Tally how many lines in the records below contain the string "simplified", counting a match only when the case is the same. Reply with the number alone.

__________

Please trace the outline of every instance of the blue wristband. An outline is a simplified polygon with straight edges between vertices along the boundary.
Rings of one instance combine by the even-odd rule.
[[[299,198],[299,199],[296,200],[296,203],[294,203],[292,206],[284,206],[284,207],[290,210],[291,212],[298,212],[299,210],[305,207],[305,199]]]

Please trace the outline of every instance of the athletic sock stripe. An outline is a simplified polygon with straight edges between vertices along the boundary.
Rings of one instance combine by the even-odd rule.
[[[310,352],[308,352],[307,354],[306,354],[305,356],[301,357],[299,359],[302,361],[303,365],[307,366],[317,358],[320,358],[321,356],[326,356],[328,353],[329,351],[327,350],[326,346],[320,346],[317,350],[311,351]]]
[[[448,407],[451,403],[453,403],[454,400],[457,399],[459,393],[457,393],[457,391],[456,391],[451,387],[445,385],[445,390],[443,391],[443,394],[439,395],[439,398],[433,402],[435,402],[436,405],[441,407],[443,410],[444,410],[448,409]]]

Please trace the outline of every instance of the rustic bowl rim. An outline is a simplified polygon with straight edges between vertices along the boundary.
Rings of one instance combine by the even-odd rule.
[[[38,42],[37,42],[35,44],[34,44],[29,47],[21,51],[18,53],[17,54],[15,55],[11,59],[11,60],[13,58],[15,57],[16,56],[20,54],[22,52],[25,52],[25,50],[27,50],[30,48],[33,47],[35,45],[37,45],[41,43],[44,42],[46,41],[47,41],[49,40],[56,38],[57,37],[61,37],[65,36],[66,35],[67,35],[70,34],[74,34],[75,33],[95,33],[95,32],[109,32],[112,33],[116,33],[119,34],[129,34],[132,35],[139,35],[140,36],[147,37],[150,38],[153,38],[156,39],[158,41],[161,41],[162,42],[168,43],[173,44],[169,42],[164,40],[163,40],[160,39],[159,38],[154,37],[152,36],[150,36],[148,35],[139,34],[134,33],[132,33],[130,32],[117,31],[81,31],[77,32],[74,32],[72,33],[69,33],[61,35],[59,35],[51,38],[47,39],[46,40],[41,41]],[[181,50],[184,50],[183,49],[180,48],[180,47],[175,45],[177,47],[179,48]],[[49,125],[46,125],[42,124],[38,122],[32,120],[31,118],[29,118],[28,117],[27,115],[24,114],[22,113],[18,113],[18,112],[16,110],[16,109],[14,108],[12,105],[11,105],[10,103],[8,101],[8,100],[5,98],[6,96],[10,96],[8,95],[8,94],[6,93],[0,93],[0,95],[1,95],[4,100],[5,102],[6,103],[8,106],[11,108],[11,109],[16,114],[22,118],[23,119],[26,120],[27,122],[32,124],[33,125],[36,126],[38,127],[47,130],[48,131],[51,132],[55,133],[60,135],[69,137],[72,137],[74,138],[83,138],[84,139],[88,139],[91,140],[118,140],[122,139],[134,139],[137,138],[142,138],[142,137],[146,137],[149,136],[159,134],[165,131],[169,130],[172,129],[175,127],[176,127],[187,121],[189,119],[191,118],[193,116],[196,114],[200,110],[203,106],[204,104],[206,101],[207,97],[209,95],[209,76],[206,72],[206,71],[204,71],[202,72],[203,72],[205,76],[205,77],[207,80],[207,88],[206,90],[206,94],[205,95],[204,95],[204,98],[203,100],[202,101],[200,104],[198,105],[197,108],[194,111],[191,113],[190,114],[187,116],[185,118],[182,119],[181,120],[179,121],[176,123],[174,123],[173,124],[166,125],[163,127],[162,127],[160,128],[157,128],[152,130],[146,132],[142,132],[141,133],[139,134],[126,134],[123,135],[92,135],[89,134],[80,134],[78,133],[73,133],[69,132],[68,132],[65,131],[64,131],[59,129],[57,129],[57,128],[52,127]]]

__________

# EXPECTED ANSWER
3